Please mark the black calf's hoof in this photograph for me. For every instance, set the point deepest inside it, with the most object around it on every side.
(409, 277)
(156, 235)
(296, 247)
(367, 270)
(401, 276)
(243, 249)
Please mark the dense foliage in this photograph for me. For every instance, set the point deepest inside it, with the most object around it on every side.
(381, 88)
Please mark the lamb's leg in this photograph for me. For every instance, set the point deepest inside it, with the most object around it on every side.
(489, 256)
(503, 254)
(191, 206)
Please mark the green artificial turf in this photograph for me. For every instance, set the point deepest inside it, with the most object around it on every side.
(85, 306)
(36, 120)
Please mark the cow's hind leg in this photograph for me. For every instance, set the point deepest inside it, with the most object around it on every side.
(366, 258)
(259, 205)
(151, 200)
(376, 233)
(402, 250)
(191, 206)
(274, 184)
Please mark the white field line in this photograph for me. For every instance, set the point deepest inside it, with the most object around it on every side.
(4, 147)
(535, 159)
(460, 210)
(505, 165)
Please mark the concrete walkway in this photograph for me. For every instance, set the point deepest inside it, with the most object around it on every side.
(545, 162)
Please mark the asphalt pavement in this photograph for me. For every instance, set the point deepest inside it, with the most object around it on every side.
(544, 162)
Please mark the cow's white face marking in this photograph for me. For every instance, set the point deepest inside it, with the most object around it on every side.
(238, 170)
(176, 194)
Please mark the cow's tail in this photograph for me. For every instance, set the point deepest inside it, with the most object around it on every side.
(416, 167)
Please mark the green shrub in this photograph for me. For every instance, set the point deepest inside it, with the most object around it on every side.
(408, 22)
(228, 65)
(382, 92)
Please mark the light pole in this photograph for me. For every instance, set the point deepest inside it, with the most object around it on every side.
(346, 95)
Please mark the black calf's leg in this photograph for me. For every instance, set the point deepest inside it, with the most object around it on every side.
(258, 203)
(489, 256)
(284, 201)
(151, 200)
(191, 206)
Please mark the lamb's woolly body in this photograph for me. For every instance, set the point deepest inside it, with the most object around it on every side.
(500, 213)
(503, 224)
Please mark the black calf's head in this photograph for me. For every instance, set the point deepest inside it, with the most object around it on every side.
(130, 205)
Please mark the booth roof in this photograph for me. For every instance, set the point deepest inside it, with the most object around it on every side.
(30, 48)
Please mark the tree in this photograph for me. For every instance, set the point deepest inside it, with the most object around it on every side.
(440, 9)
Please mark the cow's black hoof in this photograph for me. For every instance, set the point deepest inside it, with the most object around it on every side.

--------------------

■ AIM OF THE TASK
Copy the lines of the listing above, from the line with "Please mark the asphalt" through the end of the listing, without changing a character.

■ CORRECT RESULT
Please mark the asphalt pavement in this photograph for me. For every instance, set the point deepest inside it, with the most object around it on every side.
(544, 162)
Please mark the cow's white face marking in this photograph for me. For every instance, set the point deepest inside it, with the most object around it on every side.
(238, 170)
(176, 194)
Please mark the cow's tail in this photograph for me. For every instance, set the point deepest inside it, with the most object around it on every side.
(416, 167)
Please mark the green shrub in this photograph for me. For every instance, set the point deepest inside it, with the most object around it on every side.
(408, 22)
(228, 65)
(382, 92)
Please mark the light pole in this photograph for me. For every instance, set the point deepest inside it, with the most object around it on every side.
(346, 95)
Please mark the black calf's leg in this photograph for me. For every instance, set the point deepest inside it, with the most object around it on every side.
(258, 203)
(489, 256)
(284, 201)
(151, 200)
(191, 206)
Please mark the lamb's woolly body in this photograph for me. For every instance, set the point deepest inside it, with the most object around it on every side.
(500, 213)
(503, 224)
Please mark the black calf's head in this photograph for me. For every instance, set the point deepest inside it, with the most object around it on every side.
(130, 205)
Please mark the booth roof in this photograph for me. For every instance, set the point deepest inside it, with the most object around it on every side.
(30, 48)
Please mark the tree in this photograph for me. For every instance, set the point deepest inside it, with the most object around it on every side.
(440, 9)
Please mark the cow's black hoof in this photograph for me. For every instance, set the point deepest inside it, with the most object around it on every side.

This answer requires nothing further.